### DIRECTIONS
A faithful transcription of all the records is required.

### Records from a data collection
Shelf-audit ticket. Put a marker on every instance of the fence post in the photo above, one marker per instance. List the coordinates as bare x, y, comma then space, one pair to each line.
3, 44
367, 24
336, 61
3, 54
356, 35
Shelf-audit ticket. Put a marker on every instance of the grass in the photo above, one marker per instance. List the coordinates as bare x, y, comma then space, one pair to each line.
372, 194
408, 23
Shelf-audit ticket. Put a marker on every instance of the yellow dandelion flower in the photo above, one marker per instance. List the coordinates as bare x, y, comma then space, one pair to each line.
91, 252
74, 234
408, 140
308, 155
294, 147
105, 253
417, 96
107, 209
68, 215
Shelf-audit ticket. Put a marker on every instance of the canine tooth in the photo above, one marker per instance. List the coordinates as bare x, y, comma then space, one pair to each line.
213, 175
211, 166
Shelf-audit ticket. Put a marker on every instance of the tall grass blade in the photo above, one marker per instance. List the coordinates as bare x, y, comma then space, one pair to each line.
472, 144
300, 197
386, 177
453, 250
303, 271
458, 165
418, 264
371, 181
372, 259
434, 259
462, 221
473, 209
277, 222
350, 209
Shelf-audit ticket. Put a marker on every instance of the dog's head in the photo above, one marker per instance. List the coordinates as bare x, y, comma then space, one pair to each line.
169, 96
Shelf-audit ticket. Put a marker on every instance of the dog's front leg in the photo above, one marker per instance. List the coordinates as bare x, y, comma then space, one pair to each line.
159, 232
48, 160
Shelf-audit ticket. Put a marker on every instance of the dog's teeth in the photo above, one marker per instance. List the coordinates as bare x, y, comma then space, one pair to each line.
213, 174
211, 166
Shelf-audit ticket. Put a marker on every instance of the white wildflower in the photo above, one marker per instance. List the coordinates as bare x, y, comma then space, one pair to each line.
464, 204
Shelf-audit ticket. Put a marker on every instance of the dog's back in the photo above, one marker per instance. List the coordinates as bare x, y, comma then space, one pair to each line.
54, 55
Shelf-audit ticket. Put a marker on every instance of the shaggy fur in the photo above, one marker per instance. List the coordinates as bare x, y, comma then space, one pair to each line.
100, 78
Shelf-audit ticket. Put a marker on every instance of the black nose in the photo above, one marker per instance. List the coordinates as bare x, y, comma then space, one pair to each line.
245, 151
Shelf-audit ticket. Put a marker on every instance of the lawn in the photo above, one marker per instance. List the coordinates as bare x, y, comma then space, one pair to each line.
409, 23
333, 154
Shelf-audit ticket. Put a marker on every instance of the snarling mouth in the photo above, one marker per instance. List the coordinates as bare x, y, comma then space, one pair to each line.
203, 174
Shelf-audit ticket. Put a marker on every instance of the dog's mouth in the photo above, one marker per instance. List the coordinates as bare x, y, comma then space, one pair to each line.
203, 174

### EXERCISE OUTPUT
Shelf-audit ticket. Put a marker on every instance of the fence post in the photo above, one marker per instance. List the coordinates as bare x, y, comma then space, one pair to each line.
3, 44
367, 24
336, 61
3, 54
356, 35
Shelf-audit ticket. Put a marker on every instance of the grass in the photo above, one marker per instance. List the coordinates as bare x, y, comma then space, one pair to each line.
372, 194
408, 23
Shelf-audit ticket. Put a marker on every instance of the yellow dandelion flower in the photo above, one marker per instance. List the coordinates as bare x, y, comma then space, one pair to each line.
91, 252
74, 234
408, 140
308, 155
294, 147
105, 253
417, 96
107, 209
68, 215
Shelf-audit ticket. Put a marker on every instance of the canine tooth in the photo above, one marker per instance. List the coordinates as bare x, y, comma then space, one pair to each line.
213, 175
211, 166
Shelf-audit ticket. Put a marker on every instance of the tall grass blade in the photo above, one marker per instance. List the coordinates as bare x, y, comma then space, one pair to each line.
472, 144
300, 197
386, 177
453, 250
303, 271
458, 165
418, 264
371, 181
372, 259
434, 259
462, 221
473, 209
277, 222
350, 209
Shelf-audit ticket. Put a marker on every instance of the dog's head in the photo above, one marker per instance. List the coordinates as bare x, y, comma then space, one pair to each line.
169, 96
Shelf-audit ticket. Put a marker on every instance of the dog's front leg in the photo above, one marker per instance. List the coordinates as bare x, y, comma then space, one pair to each line.
159, 232
48, 160
Shelf-audit ticket. Put a marker on every instance of the dog's teeth in the photo above, one marker per instance. List the coordinates as bare x, y, comma then space, one pair to each line.
213, 174
211, 166
Shelf-audit ticket. Put a marker on every instance of the white wildflower in the photo above, one marker per instance. List the coordinates as bare x, y, comma then space, one pair to each line.
464, 204
Shelf-audit ticket. Put a marker on every instance of the dog's back in the photo above, one marker per instance. List the coordinates as bare x, y, comma then space, one pair to each line.
54, 55
Shelf-audit ticket. Put a marker on every instance of the shaggy fur in the photo above, one marker per instance. List the coordinates as bare x, y, comma then space, one pair to each line.
100, 78
Shelf-audit ticket. Put a marker on every instance of the black nose in the photo above, one marker per instance. List the coordinates as bare x, y, comma then space, one pair to each line.
245, 151
Shelf-audit ticket. Put a marker on every instance of the lawn in the photo above, one marker per instance. List the coordinates as bare x, y, comma then space, one pair to each line.
409, 23
333, 154
Shelf-audit ticket. Put a marker on every instance of the snarling mouth in the photo above, one marker per instance. List the coordinates as bare x, y, comma then space, one pair to each line.
203, 174
Shelf-audit ticket. Put a marker on every instance of the dog's mouth in the photo above, one marker per instance. List the coordinates as bare x, y, comma then space, one pair to each line.
203, 174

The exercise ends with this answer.